• _Problem_:
Copy the passage below about engineered creatures word for word, everything from "Inverting this scenario" down to "the ocean-dwelling jellyfish.".

• _Text block_:
★ ★ ★ ★ ★ ★ ★

Inverting this scenario has also resulted in a new creature - the eight-armed, artificial jellyfish - made by implanting rat heart cells containing Nature's own DNA into a silicone body suit. In this feat of reverse engineering, heart cells grew into a silicone body by following paths marked out by scientists using special proteins. This hybrid organism was released into liquid and with the help of some electrical shocks, began to swim in patterns similar to its natural counterpart, the ocean-dwelling jellyfish.
The development of curious new creatures is touted as the next phase in medical and industrial development, with spider-goats and micro-organic drug factories making the headlines. Before the image of a half-goat-half-spider-like beast is conjured up in your mind, rest assured that the spider-goat looks just like every other goat. The difference is genetic, as slotted amongst a stretch of DNA normally responsible for milk production; scientists have placed a spider gene encoding dragline silk.

★ ★ ★ ★ ★ ★ ★

• _Point localization data_:

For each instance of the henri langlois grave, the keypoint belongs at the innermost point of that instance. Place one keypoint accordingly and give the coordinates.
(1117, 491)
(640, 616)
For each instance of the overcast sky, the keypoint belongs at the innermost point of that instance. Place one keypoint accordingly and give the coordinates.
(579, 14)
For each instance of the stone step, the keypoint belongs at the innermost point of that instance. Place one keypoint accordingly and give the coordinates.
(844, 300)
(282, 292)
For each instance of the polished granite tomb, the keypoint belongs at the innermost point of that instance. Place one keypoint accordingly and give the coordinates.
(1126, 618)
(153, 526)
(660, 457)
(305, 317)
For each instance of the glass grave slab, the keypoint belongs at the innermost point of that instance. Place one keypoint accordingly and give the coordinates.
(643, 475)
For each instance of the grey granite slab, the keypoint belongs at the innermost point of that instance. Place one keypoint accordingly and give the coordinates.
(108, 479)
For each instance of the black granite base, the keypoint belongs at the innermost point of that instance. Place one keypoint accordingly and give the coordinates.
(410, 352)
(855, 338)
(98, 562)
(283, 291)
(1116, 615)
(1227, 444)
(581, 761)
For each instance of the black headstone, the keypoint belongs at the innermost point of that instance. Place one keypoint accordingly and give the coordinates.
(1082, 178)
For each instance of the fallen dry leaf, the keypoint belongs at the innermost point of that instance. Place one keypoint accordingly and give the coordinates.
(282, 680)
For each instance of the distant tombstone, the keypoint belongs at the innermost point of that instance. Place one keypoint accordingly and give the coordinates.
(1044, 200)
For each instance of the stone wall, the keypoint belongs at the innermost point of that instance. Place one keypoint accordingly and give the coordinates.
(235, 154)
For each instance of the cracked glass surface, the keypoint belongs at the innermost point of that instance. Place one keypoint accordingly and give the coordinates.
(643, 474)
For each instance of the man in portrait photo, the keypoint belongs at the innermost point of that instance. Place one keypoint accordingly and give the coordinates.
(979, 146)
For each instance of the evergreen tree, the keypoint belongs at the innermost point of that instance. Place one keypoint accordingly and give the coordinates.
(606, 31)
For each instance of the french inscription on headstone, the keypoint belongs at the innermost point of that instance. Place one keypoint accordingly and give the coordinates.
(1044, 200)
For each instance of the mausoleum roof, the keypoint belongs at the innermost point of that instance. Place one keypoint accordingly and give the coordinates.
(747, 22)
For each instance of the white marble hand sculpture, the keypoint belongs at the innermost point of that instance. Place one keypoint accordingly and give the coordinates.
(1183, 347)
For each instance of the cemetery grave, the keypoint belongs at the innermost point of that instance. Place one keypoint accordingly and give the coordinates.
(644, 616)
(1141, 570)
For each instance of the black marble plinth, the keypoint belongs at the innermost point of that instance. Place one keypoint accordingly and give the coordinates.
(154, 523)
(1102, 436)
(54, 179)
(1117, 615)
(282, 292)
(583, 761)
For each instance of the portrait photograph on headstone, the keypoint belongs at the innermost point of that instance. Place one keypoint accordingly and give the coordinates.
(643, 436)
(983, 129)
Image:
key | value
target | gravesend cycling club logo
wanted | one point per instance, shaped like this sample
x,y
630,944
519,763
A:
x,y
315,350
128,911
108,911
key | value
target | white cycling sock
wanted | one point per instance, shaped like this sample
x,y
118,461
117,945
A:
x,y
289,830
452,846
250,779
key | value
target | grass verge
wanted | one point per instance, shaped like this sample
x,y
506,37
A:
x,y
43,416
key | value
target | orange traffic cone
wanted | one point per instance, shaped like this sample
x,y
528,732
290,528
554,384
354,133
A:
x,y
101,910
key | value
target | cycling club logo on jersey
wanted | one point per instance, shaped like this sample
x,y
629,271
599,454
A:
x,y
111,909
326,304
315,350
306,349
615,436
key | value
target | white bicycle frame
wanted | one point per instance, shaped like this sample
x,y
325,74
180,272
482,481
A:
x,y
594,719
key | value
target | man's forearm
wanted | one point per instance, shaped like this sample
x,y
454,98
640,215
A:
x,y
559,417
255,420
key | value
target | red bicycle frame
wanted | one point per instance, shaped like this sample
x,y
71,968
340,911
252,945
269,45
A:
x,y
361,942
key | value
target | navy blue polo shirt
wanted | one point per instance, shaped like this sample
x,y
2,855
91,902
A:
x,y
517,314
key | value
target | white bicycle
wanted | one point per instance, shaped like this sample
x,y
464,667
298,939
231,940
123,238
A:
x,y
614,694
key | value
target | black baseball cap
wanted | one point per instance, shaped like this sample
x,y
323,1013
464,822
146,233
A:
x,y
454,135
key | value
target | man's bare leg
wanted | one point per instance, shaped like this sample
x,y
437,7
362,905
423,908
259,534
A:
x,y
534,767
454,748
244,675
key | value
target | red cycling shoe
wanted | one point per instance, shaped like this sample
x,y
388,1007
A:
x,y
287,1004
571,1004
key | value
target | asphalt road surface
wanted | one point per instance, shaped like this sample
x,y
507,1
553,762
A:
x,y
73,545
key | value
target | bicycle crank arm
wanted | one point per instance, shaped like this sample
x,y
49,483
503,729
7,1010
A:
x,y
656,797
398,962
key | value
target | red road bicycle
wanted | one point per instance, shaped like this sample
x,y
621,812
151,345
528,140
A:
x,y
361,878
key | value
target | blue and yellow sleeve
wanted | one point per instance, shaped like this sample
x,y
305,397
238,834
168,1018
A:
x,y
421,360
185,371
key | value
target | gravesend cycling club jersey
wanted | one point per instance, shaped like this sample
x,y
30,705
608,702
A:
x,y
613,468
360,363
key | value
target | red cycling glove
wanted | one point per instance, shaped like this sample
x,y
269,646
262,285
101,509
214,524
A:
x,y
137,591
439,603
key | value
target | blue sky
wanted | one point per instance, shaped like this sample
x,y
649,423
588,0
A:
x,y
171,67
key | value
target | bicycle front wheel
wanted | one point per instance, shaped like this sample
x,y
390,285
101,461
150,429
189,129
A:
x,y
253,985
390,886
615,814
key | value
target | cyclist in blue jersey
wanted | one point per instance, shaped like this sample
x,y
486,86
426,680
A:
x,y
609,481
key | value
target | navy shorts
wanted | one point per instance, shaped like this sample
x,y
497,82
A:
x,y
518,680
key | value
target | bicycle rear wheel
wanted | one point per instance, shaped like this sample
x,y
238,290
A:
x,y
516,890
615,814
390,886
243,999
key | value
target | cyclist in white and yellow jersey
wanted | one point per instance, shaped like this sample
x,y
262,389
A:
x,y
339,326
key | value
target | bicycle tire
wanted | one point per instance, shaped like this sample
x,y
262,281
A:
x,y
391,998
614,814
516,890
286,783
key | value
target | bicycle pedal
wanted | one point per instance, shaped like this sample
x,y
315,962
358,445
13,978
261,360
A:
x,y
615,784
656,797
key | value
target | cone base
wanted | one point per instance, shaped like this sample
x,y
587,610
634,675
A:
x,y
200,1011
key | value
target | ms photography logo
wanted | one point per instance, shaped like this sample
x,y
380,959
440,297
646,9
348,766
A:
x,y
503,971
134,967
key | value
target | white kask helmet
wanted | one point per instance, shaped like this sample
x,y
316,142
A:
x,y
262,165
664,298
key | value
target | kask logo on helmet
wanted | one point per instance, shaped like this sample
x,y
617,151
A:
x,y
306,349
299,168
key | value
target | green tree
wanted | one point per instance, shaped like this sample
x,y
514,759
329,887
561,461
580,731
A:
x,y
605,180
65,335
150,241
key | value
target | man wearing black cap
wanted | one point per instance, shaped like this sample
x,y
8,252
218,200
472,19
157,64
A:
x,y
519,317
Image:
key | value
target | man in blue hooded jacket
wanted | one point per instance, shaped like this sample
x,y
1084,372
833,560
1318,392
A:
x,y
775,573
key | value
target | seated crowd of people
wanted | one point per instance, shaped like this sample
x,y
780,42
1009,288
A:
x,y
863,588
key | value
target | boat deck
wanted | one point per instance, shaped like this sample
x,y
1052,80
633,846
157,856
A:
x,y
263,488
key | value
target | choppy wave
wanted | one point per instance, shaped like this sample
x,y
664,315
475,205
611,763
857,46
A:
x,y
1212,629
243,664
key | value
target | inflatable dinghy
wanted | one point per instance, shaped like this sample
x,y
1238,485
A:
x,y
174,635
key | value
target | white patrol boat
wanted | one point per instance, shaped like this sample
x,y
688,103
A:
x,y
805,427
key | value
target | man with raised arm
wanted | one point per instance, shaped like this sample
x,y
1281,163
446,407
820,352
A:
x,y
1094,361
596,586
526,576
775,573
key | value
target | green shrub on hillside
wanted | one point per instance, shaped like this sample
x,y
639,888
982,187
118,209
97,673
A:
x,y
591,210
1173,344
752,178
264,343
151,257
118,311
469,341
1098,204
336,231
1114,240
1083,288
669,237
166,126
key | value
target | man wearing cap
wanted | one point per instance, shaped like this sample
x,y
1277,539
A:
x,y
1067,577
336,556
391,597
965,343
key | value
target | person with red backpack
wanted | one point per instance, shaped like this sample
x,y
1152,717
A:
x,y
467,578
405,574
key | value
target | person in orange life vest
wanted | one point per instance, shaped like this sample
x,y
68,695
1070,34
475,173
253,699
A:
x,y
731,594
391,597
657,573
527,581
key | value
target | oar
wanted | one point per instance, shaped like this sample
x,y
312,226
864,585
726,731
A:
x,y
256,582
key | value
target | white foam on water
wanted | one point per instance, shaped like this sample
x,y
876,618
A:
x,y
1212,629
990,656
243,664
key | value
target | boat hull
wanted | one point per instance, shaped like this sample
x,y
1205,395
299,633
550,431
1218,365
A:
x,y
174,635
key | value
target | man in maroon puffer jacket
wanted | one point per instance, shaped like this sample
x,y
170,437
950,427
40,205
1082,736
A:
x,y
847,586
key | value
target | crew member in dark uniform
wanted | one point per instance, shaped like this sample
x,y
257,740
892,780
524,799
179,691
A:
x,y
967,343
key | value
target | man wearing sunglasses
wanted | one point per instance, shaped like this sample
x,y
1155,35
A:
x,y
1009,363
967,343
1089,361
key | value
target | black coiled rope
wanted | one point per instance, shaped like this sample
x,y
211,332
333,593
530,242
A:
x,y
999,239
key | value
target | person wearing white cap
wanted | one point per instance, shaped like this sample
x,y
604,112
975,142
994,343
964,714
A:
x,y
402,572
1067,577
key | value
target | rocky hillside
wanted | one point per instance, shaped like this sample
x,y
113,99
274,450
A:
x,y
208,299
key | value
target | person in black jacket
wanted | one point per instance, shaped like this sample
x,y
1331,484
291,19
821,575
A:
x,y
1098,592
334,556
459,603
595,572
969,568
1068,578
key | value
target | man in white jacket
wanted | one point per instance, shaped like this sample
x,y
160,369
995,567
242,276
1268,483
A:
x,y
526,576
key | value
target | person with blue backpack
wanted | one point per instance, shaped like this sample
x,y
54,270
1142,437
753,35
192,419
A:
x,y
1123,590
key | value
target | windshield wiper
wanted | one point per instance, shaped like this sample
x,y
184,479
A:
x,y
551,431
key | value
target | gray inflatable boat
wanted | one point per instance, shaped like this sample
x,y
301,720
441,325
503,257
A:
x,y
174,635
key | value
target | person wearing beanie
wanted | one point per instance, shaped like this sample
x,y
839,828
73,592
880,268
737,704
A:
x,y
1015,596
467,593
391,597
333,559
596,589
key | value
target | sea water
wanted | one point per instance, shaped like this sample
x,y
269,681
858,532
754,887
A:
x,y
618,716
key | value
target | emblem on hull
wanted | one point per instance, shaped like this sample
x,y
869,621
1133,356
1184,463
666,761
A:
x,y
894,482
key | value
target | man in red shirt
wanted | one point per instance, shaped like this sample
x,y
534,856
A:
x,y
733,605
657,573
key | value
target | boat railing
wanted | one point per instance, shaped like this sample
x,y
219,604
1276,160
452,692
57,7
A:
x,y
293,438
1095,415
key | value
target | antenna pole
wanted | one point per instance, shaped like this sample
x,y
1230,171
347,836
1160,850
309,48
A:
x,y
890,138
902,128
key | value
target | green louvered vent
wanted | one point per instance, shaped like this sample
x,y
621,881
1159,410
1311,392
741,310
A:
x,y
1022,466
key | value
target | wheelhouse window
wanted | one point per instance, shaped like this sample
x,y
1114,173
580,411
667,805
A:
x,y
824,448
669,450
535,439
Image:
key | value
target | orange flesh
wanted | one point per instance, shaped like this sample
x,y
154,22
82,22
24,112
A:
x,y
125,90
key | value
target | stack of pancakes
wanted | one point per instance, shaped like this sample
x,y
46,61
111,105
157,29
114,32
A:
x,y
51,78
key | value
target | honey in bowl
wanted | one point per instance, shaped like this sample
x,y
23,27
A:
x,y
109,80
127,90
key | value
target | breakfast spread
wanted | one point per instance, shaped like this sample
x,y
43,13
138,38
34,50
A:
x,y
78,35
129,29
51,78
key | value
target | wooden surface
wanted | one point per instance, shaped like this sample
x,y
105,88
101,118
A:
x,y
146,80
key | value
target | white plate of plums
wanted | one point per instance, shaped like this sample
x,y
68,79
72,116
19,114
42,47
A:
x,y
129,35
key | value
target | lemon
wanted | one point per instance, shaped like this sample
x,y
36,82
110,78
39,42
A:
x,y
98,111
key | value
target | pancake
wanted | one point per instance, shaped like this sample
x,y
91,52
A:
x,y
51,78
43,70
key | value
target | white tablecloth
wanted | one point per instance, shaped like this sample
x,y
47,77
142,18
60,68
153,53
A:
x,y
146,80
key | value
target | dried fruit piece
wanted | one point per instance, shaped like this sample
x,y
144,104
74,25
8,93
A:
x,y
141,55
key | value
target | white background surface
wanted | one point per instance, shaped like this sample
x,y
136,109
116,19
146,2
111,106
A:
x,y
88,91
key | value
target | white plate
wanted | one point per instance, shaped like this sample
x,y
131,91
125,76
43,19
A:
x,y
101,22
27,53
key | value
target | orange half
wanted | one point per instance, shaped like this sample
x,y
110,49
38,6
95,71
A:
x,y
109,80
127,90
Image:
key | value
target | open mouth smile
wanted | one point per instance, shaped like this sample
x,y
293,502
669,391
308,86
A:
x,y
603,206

★ ★ ★ ★ ★ ★ ★

• _Task response_:
Inverting this scenario has also resulted in a new creature - the eight-armed, artificial jellyfish - made by implanting rat heart cells containing Nature's own DNA into a silicone body suit. In this feat of reverse engineering, heart cells grew into a silicone body by following paths marked out by scientists using special proteins. This hybrid organism was released into liquid and with the help of some electrical shocks, began to swim in patterns similar to its natural counterpart, the ocean-dwelling jellyfish.